▶ [Brief] Write out the material exactly, without any of its pictures.

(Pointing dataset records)
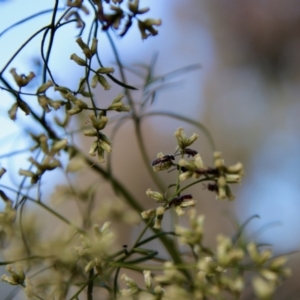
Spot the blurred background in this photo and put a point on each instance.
(246, 93)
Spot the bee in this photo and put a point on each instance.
(163, 159)
(179, 199)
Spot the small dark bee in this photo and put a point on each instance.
(178, 200)
(164, 159)
(190, 152)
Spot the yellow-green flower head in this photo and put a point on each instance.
(158, 197)
(182, 140)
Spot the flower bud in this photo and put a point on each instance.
(78, 60)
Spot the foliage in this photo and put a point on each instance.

▶ [Written response]
Spot the blurred background in this photo and put a point on each instance.
(246, 93)
Spot the bee in this photo and put a point on each instance.
(163, 159)
(179, 199)
Spot the small dark bee in this photo and put a point on each instance.
(178, 200)
(164, 159)
(190, 152)
Spot the yellow-green flower head in this photo and put a point on each instance.
(158, 197)
(182, 140)
Spot the flower bud in this photo and put a point on each instance.
(78, 60)
Spot the foliage in this photo and put a point on each instance.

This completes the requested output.